_Goal_: Carry none of the pictures over; write out the complete data exactly.

Records from a point labeling set:
■ ■ ■ ■

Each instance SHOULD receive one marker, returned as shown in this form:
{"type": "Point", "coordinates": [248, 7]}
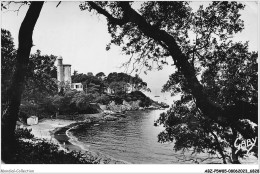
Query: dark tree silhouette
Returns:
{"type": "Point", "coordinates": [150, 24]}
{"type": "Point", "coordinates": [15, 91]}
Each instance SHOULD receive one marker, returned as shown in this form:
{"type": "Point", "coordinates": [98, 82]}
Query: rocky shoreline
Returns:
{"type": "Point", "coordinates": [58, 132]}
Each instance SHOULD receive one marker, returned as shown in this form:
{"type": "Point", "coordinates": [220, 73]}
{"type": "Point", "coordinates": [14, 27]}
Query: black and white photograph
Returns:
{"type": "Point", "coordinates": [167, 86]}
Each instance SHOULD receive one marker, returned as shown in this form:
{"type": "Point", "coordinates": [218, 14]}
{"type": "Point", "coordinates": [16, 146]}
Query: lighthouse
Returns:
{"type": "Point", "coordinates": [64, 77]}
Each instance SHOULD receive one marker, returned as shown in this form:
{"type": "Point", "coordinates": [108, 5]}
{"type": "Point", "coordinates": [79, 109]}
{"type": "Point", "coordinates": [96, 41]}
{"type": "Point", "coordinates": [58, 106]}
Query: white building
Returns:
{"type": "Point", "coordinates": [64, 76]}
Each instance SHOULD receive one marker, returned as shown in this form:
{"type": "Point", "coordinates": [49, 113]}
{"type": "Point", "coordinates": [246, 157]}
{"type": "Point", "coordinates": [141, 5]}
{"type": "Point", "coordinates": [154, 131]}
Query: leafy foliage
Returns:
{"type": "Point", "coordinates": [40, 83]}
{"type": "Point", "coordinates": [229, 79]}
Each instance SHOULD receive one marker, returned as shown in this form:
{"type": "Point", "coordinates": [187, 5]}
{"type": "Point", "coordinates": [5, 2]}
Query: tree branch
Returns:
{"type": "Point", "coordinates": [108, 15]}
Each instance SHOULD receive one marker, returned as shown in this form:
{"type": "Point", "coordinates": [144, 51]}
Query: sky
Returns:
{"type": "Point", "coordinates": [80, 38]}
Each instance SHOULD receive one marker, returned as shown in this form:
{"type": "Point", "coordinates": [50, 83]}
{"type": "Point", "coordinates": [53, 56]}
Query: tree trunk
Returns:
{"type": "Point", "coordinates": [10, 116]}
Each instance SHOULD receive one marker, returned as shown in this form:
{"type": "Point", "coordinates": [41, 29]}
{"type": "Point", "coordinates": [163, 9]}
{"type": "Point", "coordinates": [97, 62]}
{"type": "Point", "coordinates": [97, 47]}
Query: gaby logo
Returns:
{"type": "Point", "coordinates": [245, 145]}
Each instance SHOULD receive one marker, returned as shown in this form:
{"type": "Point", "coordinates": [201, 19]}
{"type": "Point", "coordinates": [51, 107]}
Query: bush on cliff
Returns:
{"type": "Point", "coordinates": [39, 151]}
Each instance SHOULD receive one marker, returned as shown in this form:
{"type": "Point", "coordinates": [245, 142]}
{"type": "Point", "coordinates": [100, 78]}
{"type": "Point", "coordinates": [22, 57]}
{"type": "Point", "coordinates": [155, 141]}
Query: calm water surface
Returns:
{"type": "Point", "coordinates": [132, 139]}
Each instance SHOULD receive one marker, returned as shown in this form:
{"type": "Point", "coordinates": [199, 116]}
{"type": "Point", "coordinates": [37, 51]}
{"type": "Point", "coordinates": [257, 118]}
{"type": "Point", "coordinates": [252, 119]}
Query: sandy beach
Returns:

■ ■ ■ ■

_Answer to this exercise_:
Each instance SHOULD receive one marker, returned as shown in this form:
{"type": "Point", "coordinates": [248, 7]}
Query: dark tree silhouette
Returns:
{"type": "Point", "coordinates": [150, 24]}
{"type": "Point", "coordinates": [15, 91]}
Each instance SHOULD receive one marker, returned as shown in this form:
{"type": "Point", "coordinates": [98, 82]}
Query: rocky shoreline
Returns:
{"type": "Point", "coordinates": [58, 132]}
Each instance SHOULD receive one marker, returned as shown in this form:
{"type": "Point", "coordinates": [220, 73]}
{"type": "Point", "coordinates": [14, 27]}
Query: black and white photograph
Returns:
{"type": "Point", "coordinates": [167, 86]}
Each instance SHOULD receive one marker, returned as shown in this form:
{"type": "Point", "coordinates": [218, 14]}
{"type": "Point", "coordinates": [16, 146]}
Query: lighthouse
Returns:
{"type": "Point", "coordinates": [64, 77]}
Each instance SHOULD receive one marker, returned as shown in this form:
{"type": "Point", "coordinates": [108, 5]}
{"type": "Point", "coordinates": [79, 109]}
{"type": "Point", "coordinates": [96, 41]}
{"type": "Point", "coordinates": [58, 106]}
Query: white building
Returns:
{"type": "Point", "coordinates": [64, 76]}
Each instance SHOULD receive one marker, returned as shown in this form:
{"type": "Point", "coordinates": [49, 113]}
{"type": "Point", "coordinates": [246, 157]}
{"type": "Point", "coordinates": [141, 5]}
{"type": "Point", "coordinates": [154, 131]}
Query: leafy foliage
Returns:
{"type": "Point", "coordinates": [40, 83]}
{"type": "Point", "coordinates": [229, 79]}
Each instance SHOULD receive one marker, returned as shown in this form:
{"type": "Point", "coordinates": [187, 5]}
{"type": "Point", "coordinates": [5, 2]}
Query: tree branch
Returns:
{"type": "Point", "coordinates": [108, 15]}
Each instance SHOULD receive one marker, returned as shown in this form:
{"type": "Point", "coordinates": [144, 51]}
Query: sky
Returns:
{"type": "Point", "coordinates": [80, 38]}
Each instance SHOULD receive one marker, returned as shown in this form:
{"type": "Point", "coordinates": [50, 83]}
{"type": "Point", "coordinates": [53, 56]}
Query: tree trunk
Returns:
{"type": "Point", "coordinates": [10, 116]}
Each instance SHOULD receive one marker, returned as shown in this form:
{"type": "Point", "coordinates": [41, 29]}
{"type": "Point", "coordinates": [163, 9]}
{"type": "Point", "coordinates": [97, 62]}
{"type": "Point", "coordinates": [97, 47]}
Query: gaby logo
Returns:
{"type": "Point", "coordinates": [245, 145]}
Each instance SHOULD receive one marker, returned as shown in this form:
{"type": "Point", "coordinates": [201, 19]}
{"type": "Point", "coordinates": [51, 107]}
Query: bush on cliff
Returns:
{"type": "Point", "coordinates": [39, 151]}
Each instance SHOULD receive one marker, returned as shown in this form:
{"type": "Point", "coordinates": [245, 142]}
{"type": "Point", "coordinates": [100, 78]}
{"type": "Point", "coordinates": [22, 57]}
{"type": "Point", "coordinates": [155, 141]}
Query: calm water surface
Returns:
{"type": "Point", "coordinates": [132, 139]}
Each instance SHOULD receive one marker, returned as shown in this form:
{"type": "Point", "coordinates": [199, 116]}
{"type": "Point", "coordinates": [37, 51]}
{"type": "Point", "coordinates": [257, 118]}
{"type": "Point", "coordinates": [252, 119]}
Query: sandy beach
Returns:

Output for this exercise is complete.